··· ESTRATTO DELLA PAGINA ···

Alcuni giorni fa, il Corriere della Sera ha pubblicato un contributo a firma di Alessandra Sarchi, dal titolo «Ci siamo adeguati a ogni restrizione. Ora ritroviamo in noi il desiderio». Non ho potuto evitare di sentirmi chiamato in causa.

Sebbene sia iscritto al secondo anno di dottorato, sono considerato di fatto uno studente. Credo, perciò, di rientrare nel gruppo di coloro che, usando le parole della Sarchi, «con docilità e passività si sono adeguati alle chiusure delle loro aule», che hanno interrotto «quel minimo di processo di emancipazione e di scoperta che lo stare fuori comportava» e che fronteggiano il «problema […] dell’aver voglia». Rimanendo su un livello superficiale della questione, mi ha colpito constatare che quei giovani, oggi tacciati di inerte accondiscendenza nei confronti delle restrizioni imposte loro, sono gli stessi che, fino a un paio di settimane fa, venivano accusati di fomentare il contagio con i loro atteggiamenti irresponsabili (spesso solo presunti), prima di essere sostituiti nel ruolo di capro espiatorio da chi ha avuto l’ardire di scendere in strada e recarsi nei negozi per gli acquisti di Natale (che scriteriati!). Quanto mi preme realmente comunicare è, però, qualcosa di più profondo. Non posso negare di ritrovarmi spesso sopito o nel timore – di un domani sconosciuto, di sbagliare, di non essere all’altezza – tanto da vivere la tentazione di chiamarmi fuori dalle contese quotidiane, piccoli o grandi che siano. È altrettanto vero, tuttavia, che se guardo alla mia esperienza personale, ai miei amici, a tanti e tante giovani di cui mi è dato di leggere o sentire parlare, la definizione di docili, passivi e ormai privi di desideri mi pare clamorosamente parziale: noi non siamo solo questo. Lo dico avendo in testa nomi e cognomi di giovani che, proprio in un anno come quello che si è appena chiuso, non hanno rinunciato a scommettere su un presente e un futuro buoni, per i quali vale la pena prendersi dei rischi e fare fatica.

··· DATI FORNITI ···

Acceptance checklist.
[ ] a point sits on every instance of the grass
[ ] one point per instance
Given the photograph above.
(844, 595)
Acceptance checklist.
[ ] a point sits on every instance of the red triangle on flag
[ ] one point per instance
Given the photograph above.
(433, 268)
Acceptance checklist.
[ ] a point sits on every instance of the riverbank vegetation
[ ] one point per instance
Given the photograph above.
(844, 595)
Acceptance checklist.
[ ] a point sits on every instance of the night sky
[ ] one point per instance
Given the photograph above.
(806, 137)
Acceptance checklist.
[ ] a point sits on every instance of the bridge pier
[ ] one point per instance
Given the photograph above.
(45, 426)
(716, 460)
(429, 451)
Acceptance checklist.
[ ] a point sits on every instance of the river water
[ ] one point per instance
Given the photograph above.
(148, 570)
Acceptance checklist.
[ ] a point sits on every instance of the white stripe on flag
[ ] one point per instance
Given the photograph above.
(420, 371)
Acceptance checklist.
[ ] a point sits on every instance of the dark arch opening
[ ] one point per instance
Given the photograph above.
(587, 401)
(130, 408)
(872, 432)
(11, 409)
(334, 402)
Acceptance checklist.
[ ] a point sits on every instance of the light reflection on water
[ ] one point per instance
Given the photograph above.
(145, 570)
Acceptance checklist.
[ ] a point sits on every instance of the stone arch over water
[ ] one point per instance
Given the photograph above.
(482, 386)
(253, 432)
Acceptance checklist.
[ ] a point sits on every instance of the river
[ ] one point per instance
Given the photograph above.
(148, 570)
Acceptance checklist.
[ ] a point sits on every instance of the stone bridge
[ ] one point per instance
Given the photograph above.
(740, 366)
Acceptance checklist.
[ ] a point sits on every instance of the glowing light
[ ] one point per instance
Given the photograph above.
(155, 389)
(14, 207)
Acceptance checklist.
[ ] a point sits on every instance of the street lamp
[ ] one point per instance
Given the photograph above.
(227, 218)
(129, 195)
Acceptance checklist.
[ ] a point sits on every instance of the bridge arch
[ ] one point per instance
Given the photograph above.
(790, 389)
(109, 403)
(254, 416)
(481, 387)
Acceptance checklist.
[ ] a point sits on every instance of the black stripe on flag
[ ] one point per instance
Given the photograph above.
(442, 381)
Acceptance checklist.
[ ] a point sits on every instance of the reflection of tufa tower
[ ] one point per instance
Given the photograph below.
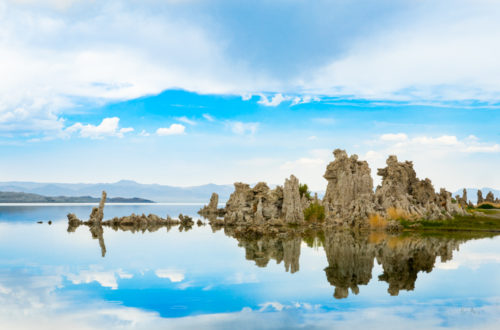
(404, 257)
(350, 261)
(351, 256)
(263, 249)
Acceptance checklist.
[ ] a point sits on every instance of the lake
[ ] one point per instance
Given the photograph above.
(206, 278)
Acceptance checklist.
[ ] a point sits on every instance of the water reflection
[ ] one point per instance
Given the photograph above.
(350, 255)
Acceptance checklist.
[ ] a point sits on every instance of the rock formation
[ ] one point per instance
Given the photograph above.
(349, 198)
(255, 205)
(98, 212)
(211, 211)
(480, 199)
(462, 201)
(349, 193)
(401, 190)
(490, 198)
(292, 205)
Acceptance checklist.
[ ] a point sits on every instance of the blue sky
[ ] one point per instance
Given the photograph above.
(192, 92)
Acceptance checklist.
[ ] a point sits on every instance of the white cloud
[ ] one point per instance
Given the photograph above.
(186, 120)
(394, 137)
(144, 133)
(172, 275)
(272, 305)
(242, 128)
(443, 143)
(174, 129)
(444, 55)
(307, 162)
(105, 279)
(275, 100)
(305, 99)
(108, 127)
(246, 96)
(208, 117)
(324, 120)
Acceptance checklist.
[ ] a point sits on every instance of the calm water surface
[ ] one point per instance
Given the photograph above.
(54, 279)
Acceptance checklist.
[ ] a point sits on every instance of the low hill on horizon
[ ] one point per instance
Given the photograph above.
(21, 197)
(472, 193)
(123, 188)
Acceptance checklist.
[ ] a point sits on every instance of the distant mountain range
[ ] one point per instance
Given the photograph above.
(124, 188)
(20, 197)
(472, 193)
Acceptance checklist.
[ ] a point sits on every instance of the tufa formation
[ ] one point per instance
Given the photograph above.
(349, 200)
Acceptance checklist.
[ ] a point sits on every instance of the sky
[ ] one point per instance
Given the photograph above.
(193, 92)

···

### [ESERCIZI DA SVOLGERE]
[a] Ricopia parola per parola il testo sui giovani e le restrizioni, partendo da "Alcuni giorni fa, il" e arrivando fino a "chiamato in causa.".
[b] Rispondi in breve a queste domande sul testo sui giovani e le restrizioni:
(i) Su quale giornale è uscito il contributo di Alessandra Sarchi?
(ii) A quale anno di dottorato è iscritto chi scrive?
(iii) Chi ha preso il posto dei giovani nel ruolo di capro espiatorio?
[c] Continua il testo sui giovani e le restrizioni a partire dall'ultima frase riportata.

### [SOLUZIONI DEGLI ESERCIZI]
[a]
Alcuni giorni fa, il Corriere della Sera ha pubblicato un contributo a firma di Alessandra Sarchi, dal titolo «Ci siamo adeguati a ogni restrizione. Ora ritroviamo in noi il desiderio». Non ho potuto evitare di sentirmi chiamato in causa.

[b]
(i) Sul Corriere della Sera.
(ii) Al secondo anno.
(iii) Chi ha avuto l'ardire di scendere in strada e andare nei negozi per gli acquisti di Natale.

[c]
C’è chi ha detto sì a un progetto di vita comune, nonostante le ristrettezze economiche e l’incertezza sul futuro. C’è chi, per farlo, è persino andato in un altro paese, nonostante la lontananza da casa e una nuova lingua da imparare in lockdown. C’è chi non ha rinunciato alla ricerca di un lavoro, nonostante lo scoraggiamento per mesi di mancate risposte ai curricula inviati. C’è chi, da giovane laureato in medicina, si è volontariamente reso disponibile per aiutare a fronteggiare l’emergenza, nonostante le avversità della situazione e l’incertezza sull’accesso alla specializzazione. C’è chi si è posto il problema di come mettere a disposizione ciò che sa fare o che sta imparando per il bene della comunità. C’è chi, senza sensazionalismi, ha semplicemente continuato a fare del proprio meglio nello studio, nel lavoro e nei compiti di tutti i giorni. Tutto questo, nonostante la pandemia.



Il timore e il torpore ci sono, ma non sono i soli. Cosa mi aiuta a superare la mia paura? Cosa mi aiuta a tornare a desiderare?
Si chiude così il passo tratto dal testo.